WHAT TO WORK ON => Scan the entries for the word "roof" and return every line that has it.

Dataset records
== Segment start ==
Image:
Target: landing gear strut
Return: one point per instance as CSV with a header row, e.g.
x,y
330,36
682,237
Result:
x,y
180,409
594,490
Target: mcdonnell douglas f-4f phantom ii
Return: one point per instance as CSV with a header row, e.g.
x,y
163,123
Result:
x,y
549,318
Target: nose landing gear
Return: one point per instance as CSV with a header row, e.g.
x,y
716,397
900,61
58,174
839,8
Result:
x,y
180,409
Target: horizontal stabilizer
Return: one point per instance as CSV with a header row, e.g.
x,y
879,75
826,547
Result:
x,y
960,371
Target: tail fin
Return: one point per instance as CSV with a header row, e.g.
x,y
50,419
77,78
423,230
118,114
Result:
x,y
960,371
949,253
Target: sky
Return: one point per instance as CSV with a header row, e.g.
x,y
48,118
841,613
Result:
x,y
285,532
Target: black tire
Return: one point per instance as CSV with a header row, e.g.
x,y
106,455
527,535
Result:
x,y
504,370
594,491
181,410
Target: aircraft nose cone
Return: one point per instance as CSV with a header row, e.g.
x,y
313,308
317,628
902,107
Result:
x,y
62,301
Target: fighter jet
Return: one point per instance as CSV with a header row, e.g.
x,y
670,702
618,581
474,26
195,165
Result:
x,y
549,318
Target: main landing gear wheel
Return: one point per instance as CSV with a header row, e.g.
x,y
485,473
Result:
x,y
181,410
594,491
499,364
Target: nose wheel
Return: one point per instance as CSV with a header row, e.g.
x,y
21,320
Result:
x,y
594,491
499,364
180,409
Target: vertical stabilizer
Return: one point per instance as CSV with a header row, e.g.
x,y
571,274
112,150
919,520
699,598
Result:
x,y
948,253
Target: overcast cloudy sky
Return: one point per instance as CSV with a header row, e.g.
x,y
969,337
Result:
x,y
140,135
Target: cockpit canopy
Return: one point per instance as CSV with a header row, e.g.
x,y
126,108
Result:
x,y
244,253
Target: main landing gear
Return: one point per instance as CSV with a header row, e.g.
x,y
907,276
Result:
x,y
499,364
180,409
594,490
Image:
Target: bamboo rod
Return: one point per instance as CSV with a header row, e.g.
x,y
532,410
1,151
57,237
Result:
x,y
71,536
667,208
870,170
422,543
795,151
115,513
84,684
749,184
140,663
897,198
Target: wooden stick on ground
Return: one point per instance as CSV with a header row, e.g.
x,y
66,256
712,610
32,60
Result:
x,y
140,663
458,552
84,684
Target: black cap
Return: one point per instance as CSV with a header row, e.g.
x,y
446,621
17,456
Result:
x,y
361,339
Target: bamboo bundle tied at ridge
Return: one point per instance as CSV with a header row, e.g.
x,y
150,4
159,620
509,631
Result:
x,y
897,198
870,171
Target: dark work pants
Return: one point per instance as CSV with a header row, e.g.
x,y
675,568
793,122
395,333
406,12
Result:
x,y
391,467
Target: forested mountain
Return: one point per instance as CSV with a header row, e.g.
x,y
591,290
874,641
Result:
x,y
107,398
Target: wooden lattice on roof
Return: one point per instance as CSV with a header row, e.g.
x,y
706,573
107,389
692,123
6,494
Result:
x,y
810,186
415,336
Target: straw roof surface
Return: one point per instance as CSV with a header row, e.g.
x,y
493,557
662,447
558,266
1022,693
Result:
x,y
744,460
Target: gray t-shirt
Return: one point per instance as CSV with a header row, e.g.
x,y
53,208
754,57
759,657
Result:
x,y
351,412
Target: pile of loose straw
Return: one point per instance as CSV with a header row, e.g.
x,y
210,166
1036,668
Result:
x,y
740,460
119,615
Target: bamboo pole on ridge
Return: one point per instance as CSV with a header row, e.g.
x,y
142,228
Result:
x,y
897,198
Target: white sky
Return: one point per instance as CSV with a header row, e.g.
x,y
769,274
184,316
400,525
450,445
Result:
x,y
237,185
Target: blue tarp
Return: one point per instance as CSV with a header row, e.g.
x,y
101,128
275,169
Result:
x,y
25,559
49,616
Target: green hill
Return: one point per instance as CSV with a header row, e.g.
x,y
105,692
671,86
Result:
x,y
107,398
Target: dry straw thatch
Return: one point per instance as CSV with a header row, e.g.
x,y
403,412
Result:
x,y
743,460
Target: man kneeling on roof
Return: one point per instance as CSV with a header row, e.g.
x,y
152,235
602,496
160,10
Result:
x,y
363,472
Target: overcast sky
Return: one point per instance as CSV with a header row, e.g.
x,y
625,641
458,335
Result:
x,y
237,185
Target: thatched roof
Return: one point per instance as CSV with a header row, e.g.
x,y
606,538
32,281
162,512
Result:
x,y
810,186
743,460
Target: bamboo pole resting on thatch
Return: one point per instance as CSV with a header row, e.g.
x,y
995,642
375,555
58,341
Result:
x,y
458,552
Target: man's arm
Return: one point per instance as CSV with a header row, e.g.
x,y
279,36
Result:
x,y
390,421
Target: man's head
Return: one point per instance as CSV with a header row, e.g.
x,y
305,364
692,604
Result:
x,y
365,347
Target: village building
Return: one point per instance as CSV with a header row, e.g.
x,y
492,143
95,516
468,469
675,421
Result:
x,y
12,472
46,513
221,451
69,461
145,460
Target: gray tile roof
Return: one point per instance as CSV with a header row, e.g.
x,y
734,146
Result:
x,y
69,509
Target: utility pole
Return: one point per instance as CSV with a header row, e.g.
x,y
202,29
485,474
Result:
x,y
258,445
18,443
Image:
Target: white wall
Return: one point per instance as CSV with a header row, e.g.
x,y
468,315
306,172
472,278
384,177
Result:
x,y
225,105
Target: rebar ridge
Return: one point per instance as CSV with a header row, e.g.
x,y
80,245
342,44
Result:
== Segment end ==
TASK SOLUTION =>
Target: wooden lattice on roof
Target: straw roof surface
Target: man kneeling on roof
Target: thatched roof
Target: gray tile roof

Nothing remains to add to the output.